## Seçilmiş metin
*-*-*
Sadece sulara veya deniz canlılarına zarar geldiğini düşünenler olsa da tükettiğimiz balıklarla veyahut içtiğimiz su kaynaklarıyla bizler de doğrudan etkileniyoruz. İngiltere’de gelişim çağındaki gençler üzerinde yapılan bir araştırma da bunun kanıtlarından biri aslında. Gençlerin yüzde 90’ı vücutlarında plastik şişelerde bulunan, hem hormonal hem de üreme sistemlerini olumsuz etkileyen Bisphenol A (BPA) maddesini taşıyormuş. İklimsel değişikliklerle, bilinçsiz tüketimle kurumaya yüz tutan birçok tatlı su kaynaklarımız olmasıyla birlikte bir de plastik atıklar veya diğer atıklarla sularımızı kirletiyor, doğanın bize sunduğu kaynakları kendi ellerimizle yok ediyoruz. Türkiye’deki yüzey sularının, derelerin ve göllerin yüzde 79’unun kirlenmiş durumda olduğunu ve bu rakamın da yaklaşık yüzde 60’ının içme suyu olarak kullanılamayacak nitelikte olması da durumun veha:metini hayatımızın içinden gösteriyor. Aslında su kaynaklarımızı kirletmek, sadece içme suyumuzu azaltmakla, yok etmekle kalmıyor; soluduğumuz oksijenin yüzde 70’inin kaynağı olan denizdeki canlıları yok etmek yani nefes almak ve su içmek gibi temel ihtiyaçlarımızı yani canımızı kaybetmek de demek oluyor…
Dünya genelinde 2015’te yapılan bir çalışmaya göre her yıl karadan denizlere 8 milyon ton plastik atılıyor. Yine bu çalışmaya göre, önlem alınmadığı takdirde 2025 itibariyle yılda 17,5 milyon ton plastik atık okyanuslara girebilir. Ve de 2050 yılında da deniz canlılarından daha çok plastik atığı okyanuslarda görmek de mümkün olabilir. Dünya özellikle 2018 yılında bu tehlikeye dikkat çekmek için kampanyalar, projeler yaptı ve şuanda da yapmaya devam ediyor. Ülkeler, şirketler, sivil toplum kuruluşları hala ümit varken dünyanın geleceği için harekete geçti. Geri dönüştürülebilir ambalajlar tasarlayan bazı özel şirketler, sahil kesimlerinde atıkların toplandığı etkinlikler (Özellikle 15 Eylül 2018 dünya temizlik gününde Türkiye de dahil dünyanın pek çok yerinde bu aktiviteler yapıldı.), dikkat çekmek için Pasifik Okyanusunu 180 günde yüzerek geçen Ben Lecomte, doğa için atılan adımlardan birkaçı. Uluslararası çevre koruma örgütü Greenpeace de “Plastikten Kurtulun” isimli kampanyasının bünyesinde 42 ülkeden 10 bin gönüllü denizlerdeki plastik kirliliğini de denetledi.9 ay süren incelemelerin sonucunda ise 239 deniz temizleme operasyonunda toplam 187 binden fazla plastik parçası toplandı.
*-*-*
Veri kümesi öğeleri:
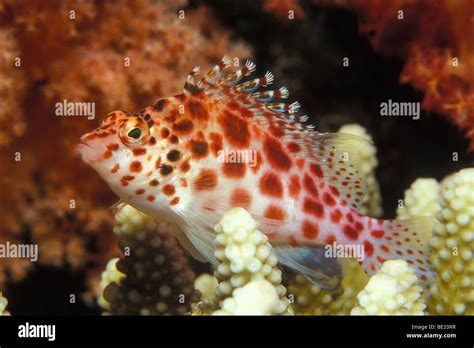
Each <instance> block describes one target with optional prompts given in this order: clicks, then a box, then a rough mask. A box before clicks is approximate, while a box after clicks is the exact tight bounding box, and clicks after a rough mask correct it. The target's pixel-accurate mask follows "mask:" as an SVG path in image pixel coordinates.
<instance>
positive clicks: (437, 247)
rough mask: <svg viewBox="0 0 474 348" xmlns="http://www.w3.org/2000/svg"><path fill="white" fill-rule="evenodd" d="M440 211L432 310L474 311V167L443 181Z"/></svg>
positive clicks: (458, 313)
mask: <svg viewBox="0 0 474 348" xmlns="http://www.w3.org/2000/svg"><path fill="white" fill-rule="evenodd" d="M440 197H441V198H440V202H439V203H440V205H441V211H439V213H438V214H437V219H438V221H439V223H438V224H436V225H435V227H434V228H433V234H434V236H433V238H432V239H431V241H430V246H431V248H432V252H431V253H430V257H431V261H432V264H433V267H434V269H435V270H436V272H437V279H436V283H435V284H433V285H432V286H431V289H430V294H431V298H430V299H429V300H430V301H429V305H430V311H431V312H432V313H433V314H443V315H450V314H456V315H461V314H467V315H474V257H473V255H474V168H468V169H463V170H461V171H459V172H458V173H455V174H452V175H450V176H448V177H447V178H445V179H444V180H443V181H442V183H441V196H440Z"/></svg>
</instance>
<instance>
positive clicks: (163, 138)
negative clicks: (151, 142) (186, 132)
mask: <svg viewBox="0 0 474 348" xmlns="http://www.w3.org/2000/svg"><path fill="white" fill-rule="evenodd" d="M160 135H161V137H162V138H163V139H166V138H168V137H169V135H170V130H169V129H168V128H166V127H163V128H161V130H160Z"/></svg>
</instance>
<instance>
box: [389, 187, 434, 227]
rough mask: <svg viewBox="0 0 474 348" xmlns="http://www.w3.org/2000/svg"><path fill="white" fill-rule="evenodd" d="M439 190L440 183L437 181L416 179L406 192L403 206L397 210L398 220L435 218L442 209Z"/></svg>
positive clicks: (400, 206)
mask: <svg viewBox="0 0 474 348" xmlns="http://www.w3.org/2000/svg"><path fill="white" fill-rule="evenodd" d="M439 190H440V188H439V183H438V182H437V181H436V180H435V179H431V178H419V179H416V180H415V181H414V182H413V184H411V186H410V188H409V189H408V190H406V191H405V197H404V199H403V205H402V206H400V207H398V208H397V219H399V220H404V219H411V218H416V217H422V216H434V215H435V214H436V213H437V211H438V210H439V209H440V207H439V204H438V197H439Z"/></svg>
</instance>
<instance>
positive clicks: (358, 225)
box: [354, 222, 364, 233]
mask: <svg viewBox="0 0 474 348" xmlns="http://www.w3.org/2000/svg"><path fill="white" fill-rule="evenodd" d="M354 227H355V229H356V230H357V232H359V233H361V232H362V231H363V230H364V225H362V224H361V223H360V222H356V223H355V224H354Z"/></svg>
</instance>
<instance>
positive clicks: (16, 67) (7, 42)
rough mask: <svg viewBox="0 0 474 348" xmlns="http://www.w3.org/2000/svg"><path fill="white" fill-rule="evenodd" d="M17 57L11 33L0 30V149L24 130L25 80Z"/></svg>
mask: <svg viewBox="0 0 474 348" xmlns="http://www.w3.org/2000/svg"><path fill="white" fill-rule="evenodd" d="M19 56H20V52H19V50H18V47H17V42H16V40H15V36H14V34H13V32H12V31H11V30H7V29H1V28H0V66H1V69H0V147H3V146H5V145H6V144H8V143H10V142H11V141H12V140H13V139H15V138H17V137H19V136H21V135H23V133H24V132H25V128H26V124H25V120H24V118H23V114H24V110H23V108H22V107H21V103H22V101H23V98H24V96H25V92H26V79H25V77H24V73H23V69H22V66H21V60H20V61H18V60H17V59H18V58H19ZM18 64H20V65H18Z"/></svg>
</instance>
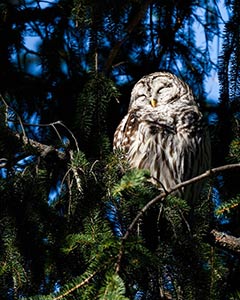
*-*-*
## Alıştırma görevleri
[a] Aşağıdaki üç ifadenin plastik kirliliği metniyle uyuşup uyuşmadığını belirtin; her biri için evet ya da hayır deyip metindeki belirleyici sözleri aynen alıntılayın. (i) İngiltere'deki araştırmaya göre gençlerin yüzde 90'ı vücutlarında BPA taşıyor. (ii) Ben Lecomte, Atlas Okyanusunu yüzerek geçti. (iii) Greenpeace kampanyasında 42 ülkeden 10 bin gönüllü denizlerdeki plastik kirliliğini denetledi.
[b] Plastik kirliliği metnine göre 2015'teki çalışma, her yıl karadan denizlere ne kadar plastik atıldığını söylüyor?
[c] Lütfen plastik kirliliği metnini son cümlesinden sonrasını sürdüren bir paragrafla devam ettirin.

## Cevaplar
[a]
(i) Evet: "Gençlerin yüzde 90’ı vücutlarında plastik şişelerde bulunan, hem hormonal hem de üreme sistemlerini olumsuz etkileyen Bisphenol A (BPA) maddesini taşıyormuş."
(ii) Hayır: "dikkat çekmek için Pasifik Okyanusunu 180 günde yüzerek geçen Ben Lecomte"
(iii) Evet: "“Plastikten Kurtulun” isimli kampanyasının bünyesinde 42 ülkeden 10 bin gönüllü denizlerdeki plastik kirliliğini de denetledi."

[b] Her yıl 8 milyon ton.

[c]
Bütün araştırmalara sonucunda yaşadığımız dünyada büyük rakamlarda atık miktarları olduğunu görüyoruz. Tehlikeyi bizzat ve önemli ölçüde gördükten sonra harekete geçmiş olsak da geri dönüşüm gibi, çöpleri toplama gibi pek çok temizleme çalışması başlatılmış durumda evet. Hatta Ocean Cleanup öncülüğünde System 001 adıyla başlatılan bir proje 5 yıllık bir hazırlıktan sonra Pasifik Okyanusun’ndaki 88 bin ton plastik atığı gelişmiş bir ağ sistemiyle temizleyecek. Bu çalışmalar güzel adımlar olsa da düşünmemiz gereken, atıkları temizlemenin yanısıra daha fazla atık üretmemek olmalı aslında. Plastiğin geri dönüşümünde de bazı zararlı durumlar olabileceğine dair yorumlar varken ve aslında şuan dünyada sadece plastiklerin 5’te biri geri dönüşüme verilirken plastiğe alternatif malzemeler, doğa dostu malzemeler kullanmak ve atıkları kontrol etmek daha ileriye dönük bir adım olacaktır. İlk adım da “Plastikler kendi günlük hayatımızın ne kadarında varlar?” sorusunun cevabını bulmak olabilir. “Ve biz kendi hayatımızdan başlayarak neler yapabiliriz?”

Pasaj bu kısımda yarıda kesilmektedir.